> **What is expected**:
Output the lines below, from the very first down to and including the line containing "222,252,242,258", as a JSON list of strings with one string per line and blank lines omitted.

> **The records**:

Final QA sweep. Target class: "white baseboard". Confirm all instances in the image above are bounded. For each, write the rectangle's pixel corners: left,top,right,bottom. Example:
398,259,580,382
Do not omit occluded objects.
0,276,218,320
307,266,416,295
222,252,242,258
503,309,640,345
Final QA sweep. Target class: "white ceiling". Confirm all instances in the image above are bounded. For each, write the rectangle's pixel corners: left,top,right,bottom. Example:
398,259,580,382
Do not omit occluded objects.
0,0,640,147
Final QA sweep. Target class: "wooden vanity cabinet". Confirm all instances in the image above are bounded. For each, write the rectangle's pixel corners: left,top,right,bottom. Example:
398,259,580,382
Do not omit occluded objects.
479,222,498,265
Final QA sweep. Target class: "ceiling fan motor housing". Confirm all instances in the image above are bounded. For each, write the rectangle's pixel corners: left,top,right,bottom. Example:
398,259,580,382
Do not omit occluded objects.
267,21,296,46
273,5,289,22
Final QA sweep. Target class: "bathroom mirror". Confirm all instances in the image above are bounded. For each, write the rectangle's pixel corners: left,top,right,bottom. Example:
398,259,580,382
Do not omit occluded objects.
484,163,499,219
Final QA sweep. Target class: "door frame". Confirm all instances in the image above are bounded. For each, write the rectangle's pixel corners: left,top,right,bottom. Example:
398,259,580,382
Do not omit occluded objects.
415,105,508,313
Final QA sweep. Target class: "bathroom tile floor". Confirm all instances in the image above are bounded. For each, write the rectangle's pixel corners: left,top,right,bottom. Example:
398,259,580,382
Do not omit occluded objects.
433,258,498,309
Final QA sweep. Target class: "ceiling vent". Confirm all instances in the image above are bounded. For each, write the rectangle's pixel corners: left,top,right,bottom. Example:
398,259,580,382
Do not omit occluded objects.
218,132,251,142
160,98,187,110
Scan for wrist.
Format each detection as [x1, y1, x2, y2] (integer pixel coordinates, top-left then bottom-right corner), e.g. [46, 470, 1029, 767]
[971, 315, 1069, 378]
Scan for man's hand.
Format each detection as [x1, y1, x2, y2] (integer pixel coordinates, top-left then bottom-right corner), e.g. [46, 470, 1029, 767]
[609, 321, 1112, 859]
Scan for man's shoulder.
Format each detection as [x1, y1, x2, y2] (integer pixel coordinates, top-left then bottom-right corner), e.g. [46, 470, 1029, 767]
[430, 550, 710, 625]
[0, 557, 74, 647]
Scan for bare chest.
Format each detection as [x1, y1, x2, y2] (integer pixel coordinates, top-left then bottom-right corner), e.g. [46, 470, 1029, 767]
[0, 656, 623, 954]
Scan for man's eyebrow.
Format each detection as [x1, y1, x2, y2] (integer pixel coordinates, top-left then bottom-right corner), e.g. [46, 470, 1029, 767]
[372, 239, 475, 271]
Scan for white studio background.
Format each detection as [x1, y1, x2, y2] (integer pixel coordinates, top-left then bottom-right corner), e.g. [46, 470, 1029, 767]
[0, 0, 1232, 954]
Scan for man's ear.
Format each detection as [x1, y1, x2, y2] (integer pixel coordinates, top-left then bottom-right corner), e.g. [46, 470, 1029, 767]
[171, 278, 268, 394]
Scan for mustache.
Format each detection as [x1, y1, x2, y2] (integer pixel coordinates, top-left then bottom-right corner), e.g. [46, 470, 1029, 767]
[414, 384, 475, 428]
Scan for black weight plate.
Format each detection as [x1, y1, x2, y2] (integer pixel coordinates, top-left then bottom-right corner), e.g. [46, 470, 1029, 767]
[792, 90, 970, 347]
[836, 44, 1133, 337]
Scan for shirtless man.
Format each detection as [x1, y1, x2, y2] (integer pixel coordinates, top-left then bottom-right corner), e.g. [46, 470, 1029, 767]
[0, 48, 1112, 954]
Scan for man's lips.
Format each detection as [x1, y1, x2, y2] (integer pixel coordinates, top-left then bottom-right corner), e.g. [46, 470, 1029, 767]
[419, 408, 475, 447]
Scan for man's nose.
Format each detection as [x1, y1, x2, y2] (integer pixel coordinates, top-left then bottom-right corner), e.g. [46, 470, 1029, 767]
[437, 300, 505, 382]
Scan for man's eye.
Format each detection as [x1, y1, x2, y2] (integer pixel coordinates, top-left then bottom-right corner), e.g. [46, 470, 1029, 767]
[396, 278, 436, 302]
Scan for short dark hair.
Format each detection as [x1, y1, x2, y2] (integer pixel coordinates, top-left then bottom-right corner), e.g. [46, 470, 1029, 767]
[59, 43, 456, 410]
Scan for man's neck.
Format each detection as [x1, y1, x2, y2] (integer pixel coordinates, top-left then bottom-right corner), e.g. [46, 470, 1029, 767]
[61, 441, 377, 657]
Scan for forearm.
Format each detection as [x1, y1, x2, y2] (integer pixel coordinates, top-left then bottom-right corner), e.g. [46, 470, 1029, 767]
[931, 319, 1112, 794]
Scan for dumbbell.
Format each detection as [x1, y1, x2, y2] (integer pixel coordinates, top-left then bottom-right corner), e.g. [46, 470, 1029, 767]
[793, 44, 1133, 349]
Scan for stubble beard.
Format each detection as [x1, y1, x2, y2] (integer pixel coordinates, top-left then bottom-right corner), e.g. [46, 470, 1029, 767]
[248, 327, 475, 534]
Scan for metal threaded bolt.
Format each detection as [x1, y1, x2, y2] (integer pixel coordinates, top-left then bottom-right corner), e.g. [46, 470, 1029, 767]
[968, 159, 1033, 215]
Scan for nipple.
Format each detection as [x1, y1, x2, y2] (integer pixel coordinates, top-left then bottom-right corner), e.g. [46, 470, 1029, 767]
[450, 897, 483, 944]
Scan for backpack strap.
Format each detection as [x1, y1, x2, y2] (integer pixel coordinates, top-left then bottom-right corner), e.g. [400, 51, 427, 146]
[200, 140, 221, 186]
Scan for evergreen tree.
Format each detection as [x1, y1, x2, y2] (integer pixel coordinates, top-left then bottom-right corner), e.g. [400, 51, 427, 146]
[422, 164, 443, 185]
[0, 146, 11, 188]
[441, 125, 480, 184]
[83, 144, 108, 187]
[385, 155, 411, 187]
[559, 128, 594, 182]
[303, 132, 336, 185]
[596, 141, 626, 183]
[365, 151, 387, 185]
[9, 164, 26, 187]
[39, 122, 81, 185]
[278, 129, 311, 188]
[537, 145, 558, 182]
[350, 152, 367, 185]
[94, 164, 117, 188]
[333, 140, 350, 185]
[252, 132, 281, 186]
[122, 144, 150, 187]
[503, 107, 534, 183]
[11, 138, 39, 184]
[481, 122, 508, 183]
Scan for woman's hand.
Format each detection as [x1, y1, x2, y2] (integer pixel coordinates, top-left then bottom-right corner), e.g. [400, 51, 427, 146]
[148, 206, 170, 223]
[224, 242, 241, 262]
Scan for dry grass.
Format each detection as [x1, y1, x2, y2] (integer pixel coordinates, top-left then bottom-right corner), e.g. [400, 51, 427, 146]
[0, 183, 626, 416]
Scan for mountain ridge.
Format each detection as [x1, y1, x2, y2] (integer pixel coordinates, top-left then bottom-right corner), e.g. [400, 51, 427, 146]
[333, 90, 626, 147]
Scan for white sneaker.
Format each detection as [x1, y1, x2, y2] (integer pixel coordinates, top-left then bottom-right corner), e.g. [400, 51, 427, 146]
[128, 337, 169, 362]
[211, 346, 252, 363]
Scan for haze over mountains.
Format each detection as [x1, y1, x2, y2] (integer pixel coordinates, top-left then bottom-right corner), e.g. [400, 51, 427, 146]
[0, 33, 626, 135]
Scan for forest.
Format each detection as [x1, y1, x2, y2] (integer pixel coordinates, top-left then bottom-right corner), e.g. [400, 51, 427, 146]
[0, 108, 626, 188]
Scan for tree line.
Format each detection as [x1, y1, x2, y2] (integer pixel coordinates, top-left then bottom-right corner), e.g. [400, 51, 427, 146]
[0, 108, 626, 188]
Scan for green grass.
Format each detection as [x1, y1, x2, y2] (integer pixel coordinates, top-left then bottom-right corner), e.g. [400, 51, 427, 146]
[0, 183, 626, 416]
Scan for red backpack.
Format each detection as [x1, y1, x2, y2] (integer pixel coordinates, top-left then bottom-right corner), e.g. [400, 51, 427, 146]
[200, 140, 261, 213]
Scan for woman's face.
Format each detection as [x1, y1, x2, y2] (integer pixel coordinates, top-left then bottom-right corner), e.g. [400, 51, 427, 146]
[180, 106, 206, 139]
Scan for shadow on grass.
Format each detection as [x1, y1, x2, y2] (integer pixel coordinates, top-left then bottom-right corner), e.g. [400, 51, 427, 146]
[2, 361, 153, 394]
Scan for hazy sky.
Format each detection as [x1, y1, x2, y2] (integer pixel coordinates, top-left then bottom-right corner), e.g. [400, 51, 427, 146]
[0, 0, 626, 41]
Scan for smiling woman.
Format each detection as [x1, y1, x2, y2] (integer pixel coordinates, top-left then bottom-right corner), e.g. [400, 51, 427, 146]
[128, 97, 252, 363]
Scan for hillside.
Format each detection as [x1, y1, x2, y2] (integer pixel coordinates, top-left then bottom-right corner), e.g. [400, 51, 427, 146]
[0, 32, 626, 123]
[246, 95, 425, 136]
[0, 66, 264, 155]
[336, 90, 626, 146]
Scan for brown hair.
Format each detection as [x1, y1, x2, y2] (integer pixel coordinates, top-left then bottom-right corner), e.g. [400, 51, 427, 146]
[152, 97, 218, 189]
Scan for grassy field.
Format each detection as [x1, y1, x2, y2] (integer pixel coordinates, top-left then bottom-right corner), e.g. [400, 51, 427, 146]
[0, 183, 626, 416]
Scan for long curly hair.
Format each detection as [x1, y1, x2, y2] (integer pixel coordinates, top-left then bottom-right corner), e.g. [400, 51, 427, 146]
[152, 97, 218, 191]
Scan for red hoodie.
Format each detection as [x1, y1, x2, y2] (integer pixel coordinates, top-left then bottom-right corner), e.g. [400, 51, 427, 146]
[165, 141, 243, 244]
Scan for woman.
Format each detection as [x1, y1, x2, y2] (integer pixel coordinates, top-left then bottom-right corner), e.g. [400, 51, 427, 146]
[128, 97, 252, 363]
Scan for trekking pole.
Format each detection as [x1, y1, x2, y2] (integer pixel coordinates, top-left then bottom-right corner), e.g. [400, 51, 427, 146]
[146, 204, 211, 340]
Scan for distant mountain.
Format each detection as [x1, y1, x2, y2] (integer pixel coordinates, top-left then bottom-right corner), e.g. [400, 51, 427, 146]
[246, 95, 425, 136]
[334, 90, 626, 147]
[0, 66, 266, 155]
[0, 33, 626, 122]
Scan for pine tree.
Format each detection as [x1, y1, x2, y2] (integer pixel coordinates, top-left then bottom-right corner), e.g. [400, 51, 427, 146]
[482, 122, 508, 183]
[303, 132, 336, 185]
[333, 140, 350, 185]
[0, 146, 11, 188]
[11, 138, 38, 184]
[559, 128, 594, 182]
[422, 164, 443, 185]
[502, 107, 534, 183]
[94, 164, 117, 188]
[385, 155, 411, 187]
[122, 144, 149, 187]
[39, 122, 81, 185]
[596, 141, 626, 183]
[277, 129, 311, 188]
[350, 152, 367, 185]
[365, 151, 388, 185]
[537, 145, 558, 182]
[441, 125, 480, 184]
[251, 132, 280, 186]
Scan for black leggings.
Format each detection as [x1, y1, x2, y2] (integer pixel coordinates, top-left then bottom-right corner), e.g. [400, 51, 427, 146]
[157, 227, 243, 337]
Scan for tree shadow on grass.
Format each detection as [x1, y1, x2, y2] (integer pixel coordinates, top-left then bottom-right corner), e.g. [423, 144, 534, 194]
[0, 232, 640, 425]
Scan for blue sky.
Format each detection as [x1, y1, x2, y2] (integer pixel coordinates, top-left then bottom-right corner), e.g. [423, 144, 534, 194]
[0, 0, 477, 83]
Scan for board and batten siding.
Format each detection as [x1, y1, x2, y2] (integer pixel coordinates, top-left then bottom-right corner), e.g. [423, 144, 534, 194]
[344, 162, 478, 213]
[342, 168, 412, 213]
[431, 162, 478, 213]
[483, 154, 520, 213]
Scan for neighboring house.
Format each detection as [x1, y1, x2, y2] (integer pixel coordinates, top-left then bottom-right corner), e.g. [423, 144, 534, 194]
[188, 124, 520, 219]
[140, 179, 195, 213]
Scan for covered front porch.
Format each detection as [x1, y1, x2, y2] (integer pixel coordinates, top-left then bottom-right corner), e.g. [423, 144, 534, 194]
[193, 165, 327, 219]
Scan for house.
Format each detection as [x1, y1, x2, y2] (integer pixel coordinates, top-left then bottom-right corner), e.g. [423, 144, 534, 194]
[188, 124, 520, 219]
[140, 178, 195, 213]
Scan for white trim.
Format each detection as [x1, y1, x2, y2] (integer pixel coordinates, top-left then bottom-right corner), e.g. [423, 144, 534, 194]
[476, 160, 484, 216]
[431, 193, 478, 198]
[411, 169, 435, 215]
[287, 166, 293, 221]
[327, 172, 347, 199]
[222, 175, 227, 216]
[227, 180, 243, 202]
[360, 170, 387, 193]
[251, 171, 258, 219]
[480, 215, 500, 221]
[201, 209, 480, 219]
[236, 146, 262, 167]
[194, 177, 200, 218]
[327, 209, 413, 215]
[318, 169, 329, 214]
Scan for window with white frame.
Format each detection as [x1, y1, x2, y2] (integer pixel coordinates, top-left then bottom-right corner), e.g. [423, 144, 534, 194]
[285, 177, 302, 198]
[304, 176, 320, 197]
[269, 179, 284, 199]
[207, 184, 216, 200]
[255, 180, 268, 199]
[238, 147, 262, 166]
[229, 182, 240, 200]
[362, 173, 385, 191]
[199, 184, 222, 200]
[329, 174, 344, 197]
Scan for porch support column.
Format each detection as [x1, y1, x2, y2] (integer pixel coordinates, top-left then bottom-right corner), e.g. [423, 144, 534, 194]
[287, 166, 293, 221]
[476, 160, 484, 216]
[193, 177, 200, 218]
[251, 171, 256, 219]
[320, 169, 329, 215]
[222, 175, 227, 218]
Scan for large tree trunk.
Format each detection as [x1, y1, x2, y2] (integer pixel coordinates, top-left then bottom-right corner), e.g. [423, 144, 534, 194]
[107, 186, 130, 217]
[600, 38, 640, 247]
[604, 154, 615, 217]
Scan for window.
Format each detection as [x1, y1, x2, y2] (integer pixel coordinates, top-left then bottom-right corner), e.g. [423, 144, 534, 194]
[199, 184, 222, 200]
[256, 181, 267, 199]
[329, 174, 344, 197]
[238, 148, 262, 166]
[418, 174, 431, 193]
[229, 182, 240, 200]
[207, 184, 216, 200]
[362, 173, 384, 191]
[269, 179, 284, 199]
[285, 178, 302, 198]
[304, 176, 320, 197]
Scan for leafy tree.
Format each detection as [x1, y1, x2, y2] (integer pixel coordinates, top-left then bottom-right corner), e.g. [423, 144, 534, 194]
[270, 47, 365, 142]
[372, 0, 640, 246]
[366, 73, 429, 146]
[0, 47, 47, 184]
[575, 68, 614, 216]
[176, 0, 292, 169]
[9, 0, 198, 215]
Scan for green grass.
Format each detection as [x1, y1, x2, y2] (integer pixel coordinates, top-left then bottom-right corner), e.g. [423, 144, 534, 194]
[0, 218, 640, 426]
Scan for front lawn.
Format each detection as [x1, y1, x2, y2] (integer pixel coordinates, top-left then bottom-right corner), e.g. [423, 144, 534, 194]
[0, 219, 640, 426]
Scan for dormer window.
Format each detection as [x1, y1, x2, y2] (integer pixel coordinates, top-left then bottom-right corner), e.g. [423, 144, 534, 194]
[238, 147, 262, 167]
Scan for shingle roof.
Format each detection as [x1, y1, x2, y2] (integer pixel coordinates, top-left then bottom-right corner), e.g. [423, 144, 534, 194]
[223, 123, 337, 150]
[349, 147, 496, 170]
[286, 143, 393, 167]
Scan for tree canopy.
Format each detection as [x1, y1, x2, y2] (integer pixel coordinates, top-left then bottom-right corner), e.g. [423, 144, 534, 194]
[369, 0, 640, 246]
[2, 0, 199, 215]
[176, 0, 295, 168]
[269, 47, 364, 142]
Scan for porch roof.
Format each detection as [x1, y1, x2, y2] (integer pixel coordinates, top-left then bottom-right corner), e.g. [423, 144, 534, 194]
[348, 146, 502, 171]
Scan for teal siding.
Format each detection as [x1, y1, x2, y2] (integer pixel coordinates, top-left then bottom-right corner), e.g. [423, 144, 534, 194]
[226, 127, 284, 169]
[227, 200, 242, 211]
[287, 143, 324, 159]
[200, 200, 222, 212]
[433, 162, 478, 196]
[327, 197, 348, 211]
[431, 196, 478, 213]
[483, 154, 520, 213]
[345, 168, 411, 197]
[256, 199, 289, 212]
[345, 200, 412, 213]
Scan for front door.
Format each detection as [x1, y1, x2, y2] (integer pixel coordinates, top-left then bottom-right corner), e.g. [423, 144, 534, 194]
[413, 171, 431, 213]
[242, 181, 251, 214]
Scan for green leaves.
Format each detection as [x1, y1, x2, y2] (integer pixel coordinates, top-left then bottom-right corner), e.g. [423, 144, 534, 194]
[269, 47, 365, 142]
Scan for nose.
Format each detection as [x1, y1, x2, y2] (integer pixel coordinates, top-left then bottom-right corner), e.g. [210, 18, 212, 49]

> **Task solution**:
[
  "Final QA sweep. Target class: \"white baseboard\". Confirm all instances in the image above are bounded. For each, write the rectangle's pixel corners: left,top,right,bottom. Example:",
  "398,259,580,382",
  "Do not omit occluded objects.",
  "0,276,218,320",
  "307,266,416,295",
  "222,252,242,258"
]